### Stored data entries
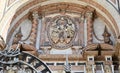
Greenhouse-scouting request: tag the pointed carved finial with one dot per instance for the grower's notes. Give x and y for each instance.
(17, 37)
(119, 37)
(106, 36)
(106, 33)
(99, 49)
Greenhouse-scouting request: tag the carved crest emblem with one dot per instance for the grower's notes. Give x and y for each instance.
(61, 32)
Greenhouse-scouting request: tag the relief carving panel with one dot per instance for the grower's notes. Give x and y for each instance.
(61, 32)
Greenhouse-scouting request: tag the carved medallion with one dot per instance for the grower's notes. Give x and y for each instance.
(61, 32)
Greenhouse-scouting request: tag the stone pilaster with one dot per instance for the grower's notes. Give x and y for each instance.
(89, 18)
(34, 20)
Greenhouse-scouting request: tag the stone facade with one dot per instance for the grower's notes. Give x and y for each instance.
(67, 36)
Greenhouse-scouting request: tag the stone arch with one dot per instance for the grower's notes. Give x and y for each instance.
(110, 22)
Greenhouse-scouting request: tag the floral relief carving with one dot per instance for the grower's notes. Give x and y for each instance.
(61, 32)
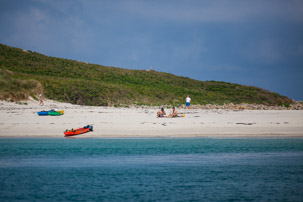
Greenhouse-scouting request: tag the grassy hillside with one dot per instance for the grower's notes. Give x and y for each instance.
(90, 84)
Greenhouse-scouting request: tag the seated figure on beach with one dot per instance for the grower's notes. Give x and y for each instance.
(161, 113)
(174, 114)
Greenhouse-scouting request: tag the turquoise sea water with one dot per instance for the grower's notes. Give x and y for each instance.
(193, 169)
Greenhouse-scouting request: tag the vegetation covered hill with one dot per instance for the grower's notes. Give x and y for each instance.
(90, 84)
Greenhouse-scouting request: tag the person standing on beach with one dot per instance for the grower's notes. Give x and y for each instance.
(187, 100)
(40, 98)
(161, 113)
(174, 113)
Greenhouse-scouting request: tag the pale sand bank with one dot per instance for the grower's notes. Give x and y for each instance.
(22, 121)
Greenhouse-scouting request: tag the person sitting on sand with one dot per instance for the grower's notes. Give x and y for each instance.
(174, 114)
(161, 113)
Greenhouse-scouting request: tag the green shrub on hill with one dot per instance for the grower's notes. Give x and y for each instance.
(90, 84)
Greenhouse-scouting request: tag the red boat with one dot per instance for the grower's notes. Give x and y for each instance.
(78, 131)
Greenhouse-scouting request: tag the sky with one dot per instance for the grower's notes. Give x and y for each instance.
(249, 42)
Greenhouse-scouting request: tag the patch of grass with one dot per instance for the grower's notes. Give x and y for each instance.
(90, 84)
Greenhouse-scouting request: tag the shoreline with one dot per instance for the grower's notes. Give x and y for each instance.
(22, 121)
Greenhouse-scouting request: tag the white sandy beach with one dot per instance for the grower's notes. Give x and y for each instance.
(19, 120)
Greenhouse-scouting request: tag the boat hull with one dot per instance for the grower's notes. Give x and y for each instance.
(78, 131)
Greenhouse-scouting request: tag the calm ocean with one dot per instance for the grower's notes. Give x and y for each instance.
(192, 169)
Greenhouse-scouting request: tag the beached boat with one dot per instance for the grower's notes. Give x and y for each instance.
(56, 113)
(45, 113)
(78, 131)
(51, 112)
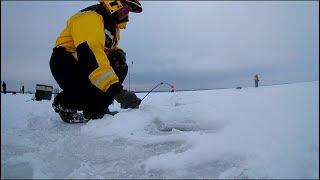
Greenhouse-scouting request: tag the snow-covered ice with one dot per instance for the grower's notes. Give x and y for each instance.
(265, 132)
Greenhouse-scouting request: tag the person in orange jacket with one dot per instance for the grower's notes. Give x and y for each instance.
(87, 64)
(256, 80)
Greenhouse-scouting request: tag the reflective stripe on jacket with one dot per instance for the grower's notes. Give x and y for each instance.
(84, 37)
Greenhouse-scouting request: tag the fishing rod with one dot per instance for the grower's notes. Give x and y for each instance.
(151, 90)
(161, 83)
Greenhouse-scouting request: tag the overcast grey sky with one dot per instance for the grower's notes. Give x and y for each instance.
(194, 45)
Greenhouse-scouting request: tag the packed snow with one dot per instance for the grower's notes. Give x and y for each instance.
(265, 132)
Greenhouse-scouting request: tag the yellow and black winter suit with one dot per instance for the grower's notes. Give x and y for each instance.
(80, 65)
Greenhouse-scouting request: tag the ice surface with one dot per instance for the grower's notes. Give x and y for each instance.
(265, 132)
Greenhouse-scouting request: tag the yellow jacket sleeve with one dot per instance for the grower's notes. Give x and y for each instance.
(87, 31)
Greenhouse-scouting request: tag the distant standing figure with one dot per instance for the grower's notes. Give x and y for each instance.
(4, 87)
(256, 80)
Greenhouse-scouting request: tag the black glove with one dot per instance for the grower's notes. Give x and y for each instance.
(117, 59)
(127, 99)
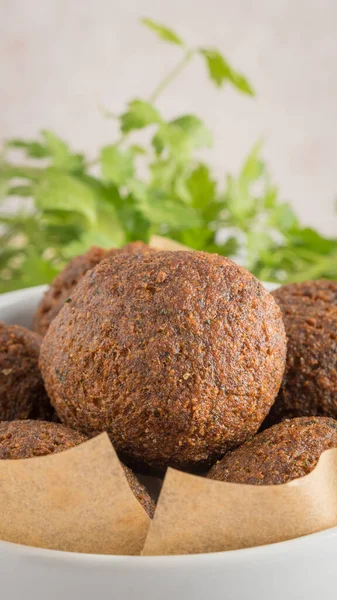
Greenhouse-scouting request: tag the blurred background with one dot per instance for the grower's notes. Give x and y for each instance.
(86, 73)
(60, 60)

### PROBLEM TO WORK ON
The copy should hold exactly the lines from the line containing "Greenhouse-scouting request: tag the distant" through the end of the data, both ends included, and no pictures.

### ANSWER SECTION
Greenhouse-scouting request: tag the distant standing figure with one dot per instance for the grower's notes. Give x and y for each instance.
(4, 87)
(256, 80)
Greenhouse-scouting request: tag the black glove with one dot per instance for the grower's notes. Give x and y for each instance.
(117, 59)
(127, 99)
Greenhouse-scouting request: tag the blurred background with one dot per instance for the grower's notes. Give x and y for each instance.
(86, 73)
(60, 60)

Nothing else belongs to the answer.